◆ Texto proporcionado
El autor hace una parada en este punto. Hoy, afirma, es imposible no haber oído hablar del Holocausto; por entonces, sin embargo, resultaba una locura pensar que se podía materializar una barbaridad así. La maldad todavía conocía límites. «Tenemos esa ventaja. Sabemos lo que ocurrió. Pero la realidad es que jamás en la historia de la humanidad se había conocido un lugar dedicado de forma exclusiva al exterminio masivo de seres humanos», sentencia. No había precedente y Alemania era uno de los países más civilizados del mundo. Por ello, a Freedland le parece entendible que «el mismo Rosenberg tardara en sumar dos más dos».
También insiste en que los alemanes se esforzaron mucho para esconder, tanto a Europa como a los mismos reos del campo, la Solución Final. Hasta idearon un teatrillo perfecto. Cuando los trenes llegaban a Auschwitz y los oficiales comenzaban a seleccionar quién vivía y quién moría, lo hacían rodeados de mensajes de calma y ambulancias. Buscaban que no se extendiera el caos para que la maquinaria de la muerte no se detuviera. «Si cundía el pánico y los presos huían, se habría retrasado la llegada de los siguientes transportes», explica. La máxima de los hombres de la esvástica era que las matanzas pasaran desapercibidas: «Había soldados que hacían ruido con motocicletas para que no se escucharan los gritos de las víctimas».
Pero las migas de pan le marcaron el camino de la muerte. En el Canadá, el barracón al que enviaban las pertenencias de los reos que acababan de arribar a aquel infierno sobre la tierra, vio como sacas y sacas de oro, gafas y objetos de valor eran facturadas hacia Alemania para engordar las arcas del Tercer Reich. ¿De dónde salían tantos objetos? «Cuando ató cabos, se sintió avergonzado de no haberse dado cuenta antes», añade. A partir de entonces su vida cambió: se unió a la resistencia del campo y comenzó a barruntar un plan de huida que se materializó el 7 de abril de 1942. Ese del que Freedland se niega a contar sus pormenores.
Bombardear vías férreas
La huida fue de película; cruzaron pueblos tomados por los alemanes, escaparon por los pelos de las SS... Freedland lo sabe bien, pues ha narrado esta parte de la obra bajo la tutela de la viuda de nuestro protagonista. El Santo Grial les esperaba al otro lado de Polonia. «Rosenberg y Wetzler dictaron su informe a los líderes de la comunidad judía en Eslovaquia, que por entonces estaban escondidos en un sótano de la ciudad», añade. No les creyeron, pero, tras someterles a mil y un interrogatorios, comprendieron que no mentían. Seis semanas después la verdad se abrió camino de nuevo; otros dos reos, Mordowicz y Rosin, escaparon también del campo y corroboraron las palabras de sus colegas.

◆ Qué se pide
Explica en una a tres oraciones por qué, según el texto sobre Auschwitz, los oficiales seleccionaban a quién vivía y quién moría rodeados de mensajes de calma y ambulancias.

◆ Extracto de origen

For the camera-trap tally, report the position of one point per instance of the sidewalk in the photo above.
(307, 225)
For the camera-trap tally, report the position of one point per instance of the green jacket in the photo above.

◆ Respuesta
Lo hacían para que no se extendiera el caos y la maquinaria de la muerte no se detuviera. Si cundía el pánico y los presos huían, se habría retrasado la llegada de los siguientes transportes.